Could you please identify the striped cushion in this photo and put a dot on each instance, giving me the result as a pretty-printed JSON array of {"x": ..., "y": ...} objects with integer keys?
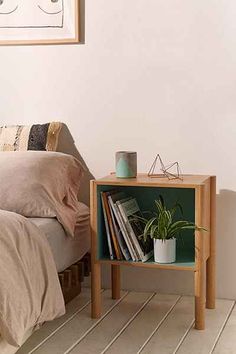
[{"x": 42, "y": 137}]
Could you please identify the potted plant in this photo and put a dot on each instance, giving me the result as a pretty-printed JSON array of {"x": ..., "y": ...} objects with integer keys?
[{"x": 163, "y": 230}]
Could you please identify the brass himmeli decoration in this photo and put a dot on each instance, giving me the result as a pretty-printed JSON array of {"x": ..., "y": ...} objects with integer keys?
[{"x": 171, "y": 171}]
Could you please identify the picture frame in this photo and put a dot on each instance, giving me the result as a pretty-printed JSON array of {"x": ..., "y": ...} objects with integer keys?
[{"x": 37, "y": 22}]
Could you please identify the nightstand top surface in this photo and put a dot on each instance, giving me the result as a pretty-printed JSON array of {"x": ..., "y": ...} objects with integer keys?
[{"x": 142, "y": 179}]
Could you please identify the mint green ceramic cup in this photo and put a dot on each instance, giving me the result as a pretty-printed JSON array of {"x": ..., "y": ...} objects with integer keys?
[{"x": 126, "y": 164}]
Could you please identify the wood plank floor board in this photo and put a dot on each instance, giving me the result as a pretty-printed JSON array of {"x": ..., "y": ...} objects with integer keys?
[
  {"x": 202, "y": 342},
  {"x": 227, "y": 341},
  {"x": 132, "y": 338},
  {"x": 49, "y": 328},
  {"x": 98, "y": 339},
  {"x": 165, "y": 340},
  {"x": 137, "y": 323},
  {"x": 77, "y": 327}
]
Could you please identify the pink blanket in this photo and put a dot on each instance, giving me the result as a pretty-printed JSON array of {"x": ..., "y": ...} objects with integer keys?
[{"x": 30, "y": 292}]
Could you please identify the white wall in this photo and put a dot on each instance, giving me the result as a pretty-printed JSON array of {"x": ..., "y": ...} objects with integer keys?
[{"x": 153, "y": 76}]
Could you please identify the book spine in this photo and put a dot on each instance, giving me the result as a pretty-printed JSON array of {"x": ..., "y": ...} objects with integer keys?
[
  {"x": 115, "y": 242},
  {"x": 126, "y": 235},
  {"x": 130, "y": 233},
  {"x": 107, "y": 229},
  {"x": 119, "y": 237},
  {"x": 122, "y": 229}
]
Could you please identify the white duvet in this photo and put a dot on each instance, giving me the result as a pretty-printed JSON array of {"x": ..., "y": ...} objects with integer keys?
[{"x": 30, "y": 293}]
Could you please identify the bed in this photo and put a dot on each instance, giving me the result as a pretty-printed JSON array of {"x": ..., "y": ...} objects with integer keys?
[{"x": 45, "y": 233}]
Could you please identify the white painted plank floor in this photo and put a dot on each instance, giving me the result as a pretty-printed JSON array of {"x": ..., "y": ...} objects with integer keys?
[{"x": 136, "y": 323}]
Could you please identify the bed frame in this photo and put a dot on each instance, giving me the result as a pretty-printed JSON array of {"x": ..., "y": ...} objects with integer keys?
[{"x": 72, "y": 277}]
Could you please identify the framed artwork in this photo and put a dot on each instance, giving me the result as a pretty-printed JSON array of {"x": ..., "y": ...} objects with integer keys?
[{"x": 39, "y": 22}]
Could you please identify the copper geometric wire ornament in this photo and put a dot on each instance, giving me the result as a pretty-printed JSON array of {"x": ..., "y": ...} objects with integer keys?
[{"x": 167, "y": 171}]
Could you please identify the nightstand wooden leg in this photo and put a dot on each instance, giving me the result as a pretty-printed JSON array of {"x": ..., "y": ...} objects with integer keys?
[
  {"x": 115, "y": 280},
  {"x": 200, "y": 297},
  {"x": 210, "y": 271},
  {"x": 96, "y": 290}
]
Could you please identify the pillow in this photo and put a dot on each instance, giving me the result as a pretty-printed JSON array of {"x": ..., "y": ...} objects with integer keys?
[
  {"x": 41, "y": 184},
  {"x": 42, "y": 137}
]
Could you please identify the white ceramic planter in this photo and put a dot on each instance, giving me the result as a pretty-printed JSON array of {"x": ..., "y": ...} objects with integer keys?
[{"x": 165, "y": 251}]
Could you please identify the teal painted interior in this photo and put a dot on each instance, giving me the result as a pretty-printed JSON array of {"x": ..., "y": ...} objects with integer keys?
[{"x": 145, "y": 197}]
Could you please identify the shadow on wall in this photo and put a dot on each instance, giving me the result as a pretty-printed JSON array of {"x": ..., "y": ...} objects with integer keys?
[
  {"x": 226, "y": 243},
  {"x": 66, "y": 145}
]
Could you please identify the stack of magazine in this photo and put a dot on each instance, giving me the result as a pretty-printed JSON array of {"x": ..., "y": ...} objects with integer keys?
[{"x": 123, "y": 228}]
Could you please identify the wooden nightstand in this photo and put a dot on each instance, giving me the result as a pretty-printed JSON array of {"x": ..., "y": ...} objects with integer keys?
[{"x": 197, "y": 195}]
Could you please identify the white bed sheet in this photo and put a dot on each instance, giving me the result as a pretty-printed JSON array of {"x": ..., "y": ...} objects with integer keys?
[{"x": 66, "y": 250}]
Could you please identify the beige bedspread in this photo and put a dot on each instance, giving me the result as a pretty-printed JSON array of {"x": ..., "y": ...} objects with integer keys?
[{"x": 30, "y": 292}]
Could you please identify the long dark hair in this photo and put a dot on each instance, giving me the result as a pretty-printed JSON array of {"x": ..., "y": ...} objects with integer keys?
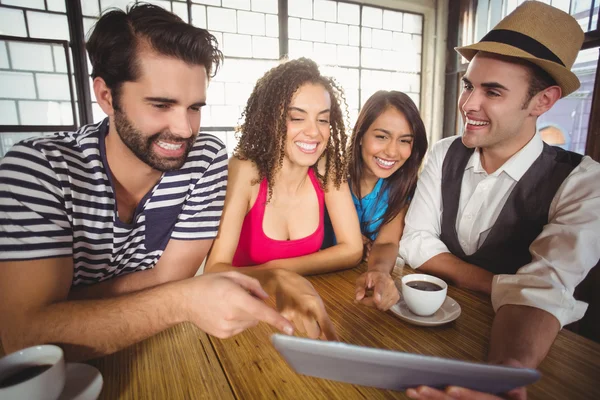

* * * *

Any picture found in the records stays out, while everything else is copied exactly.

§ **Task result**
Could you please identify the striped cushion in this photo and put a dot on each instance, giving me the result as a pretty-printed JSON array of {"x": ..., "y": ...} objects with integer keys?
[{"x": 42, "y": 137}]
Could you please identify the potted plant in this photo and put a dot on each instance, giving me the result as a pretty-printed JSON array of {"x": ..., "y": ...} objects with integer keys?
[{"x": 163, "y": 230}]
Could you please identify the brass himmeli decoration in this photo and put a dot on each instance, giving me the result as a pretty-printed JSON array of {"x": ..., "y": ...} objects with integer keys?
[{"x": 171, "y": 171}]
Could you please identify the picture frame in this photo and put a dot on each instance, giving me the result as a pretty-printed JSON array of {"x": ..., "y": ...} objects with integer keys?
[{"x": 37, "y": 22}]
Could you please identify the nightstand top surface in this photo and put a dot on each instance, giving me the result as a pretty-printed JSON array of {"x": ..., "y": ...} objects with integer keys?
[{"x": 142, "y": 179}]
Could you please identify the mint green ceramic cup in this photo and put a dot on each instance, giving me the result as a pretty-printed JSON array of {"x": ..., "y": ...} objects with integer keys?
[{"x": 126, "y": 164}]
Could you please identify the wood plank floor board in this photo and put a dot on each instance, giving me the result as a pretty-printed JSON array of {"x": ..., "y": ...} objects with integer keys?
[
  {"x": 202, "y": 342},
  {"x": 227, "y": 341},
  {"x": 132, "y": 338},
  {"x": 49, "y": 328},
  {"x": 98, "y": 339},
  {"x": 165, "y": 340},
  {"x": 137, "y": 323},
  {"x": 77, "y": 327}
]
Could you please identify the pink blanket in this photo and put a dot on each instance, giving me the result as a pretty-printed JSON array of {"x": ..., "y": ...} objects with integer keys?
[{"x": 30, "y": 292}]
Could you please identify the white wall in this photo and put a dot on each instance, giving me the result as a pretty-printed JSON array of {"x": ..., "y": ...} objects with integer keys?
[{"x": 153, "y": 76}]
Could you please identify the book spine in this photo and put a dot on each instance, giving me the result as a pretty-printed JSON array of {"x": ..., "y": ...} objects with integer keys?
[
  {"x": 115, "y": 242},
  {"x": 126, "y": 235},
  {"x": 130, "y": 233},
  {"x": 107, "y": 229},
  {"x": 119, "y": 237},
  {"x": 122, "y": 229}
]
Could you please identify the white duvet in this photo and put a dot on each instance, giving me the result as a pretty-printed JSON array of {"x": ..., "y": ...} objects with integer keys?
[{"x": 30, "y": 293}]
Could you please identify the bed in this photo and put a dot on each instance, giving me the result as a pretty-printed JSON array of {"x": ..., "y": ...} objects with integer keys?
[{"x": 45, "y": 233}]
Could you please identify the white painted plank floor in this photo and put a dot on each instance, giving me the result as a pretty-printed JSON array of {"x": ..., "y": ...} objects with integer keys?
[{"x": 136, "y": 323}]
Could you please identify the bed frame in this photo and put a dot on each instance, giving me the result as a pretty-printed JSON array of {"x": ..., "y": ...} objects with integer keys?
[{"x": 72, "y": 277}]
Could you please identify the framed artwork in this photo and put a dot on each instance, giving me the result as a pretty-printed JSON array of {"x": ..., "y": ...} objects with integer keys?
[{"x": 39, "y": 22}]
Could you please identify the copper geometric wire ornament in this photo and put a dot on each instance, giving me the result as a pretty-printed JSON array of {"x": ..., "y": ...} objects with integer keys?
[{"x": 167, "y": 171}]
Could you please identify the nightstand wooden leg in this photo and put a dot on each instance, giving me the result as a pretty-printed JSON array of {"x": ..., "y": ...} objects with integer keys?
[
  {"x": 115, "y": 280},
  {"x": 200, "y": 297},
  {"x": 210, "y": 271},
  {"x": 96, "y": 290}
]
Could you please identify the pillow in this photo and put a dot on each instance, giving me the result as a pretty-printed JSON array of {"x": ..., "y": ...} objects with integer keys?
[
  {"x": 41, "y": 184},
  {"x": 42, "y": 137}
]
Could you please identify the white ceramic planter in this photo and put a dot on each instance, giving me the result as a pretty-printed JSON array of {"x": ..., "y": ...} objects with integer keys?
[{"x": 165, "y": 251}]
Could you please identify the teal painted interior in this photo and put a dot on each instance, giving me the result as a pretty-printed JSON array of {"x": ..., "y": ...} objects with integer keys?
[{"x": 145, "y": 197}]
Could you please identify the shadow on wall in this photo and put a dot on each instance, giving me the result as a pretty-printed JSON array of {"x": ..., "y": ...} objects with integer keys?
[
  {"x": 226, "y": 243},
  {"x": 66, "y": 145}
]
Could you please identify the stack of magazine in this photo and put a dot on each instance, giving me the result as a pretty-printed JSON array of {"x": ..., "y": ...} objects with integer keys?
[{"x": 123, "y": 228}]
Could you please identify the wooden nightstand in this photo and put a dot on each instance, giving me the result as a pretty-printed JSON array of {"x": ..., "y": ...} objects with integer keys?
[{"x": 197, "y": 195}]
Could you please identify the white bed sheet in this photo and put a dot on each instance, giving me the result as a pretty-printed JSON array of {"x": ..., "y": ...} objects with integer keys?
[{"x": 66, "y": 250}]
Could you please identify the beige bedspread in this photo and put a dot on each instance, giving me the result as a pretty-printed JSON array of {"x": ..., "y": ...} objects with integer keys?
[{"x": 30, "y": 292}]
Could you please identify the long dark hair in this photo and put a dot on each instance, giving me the result as a pretty-printed JSON array of {"x": ..., "y": ...} objects with integer keys?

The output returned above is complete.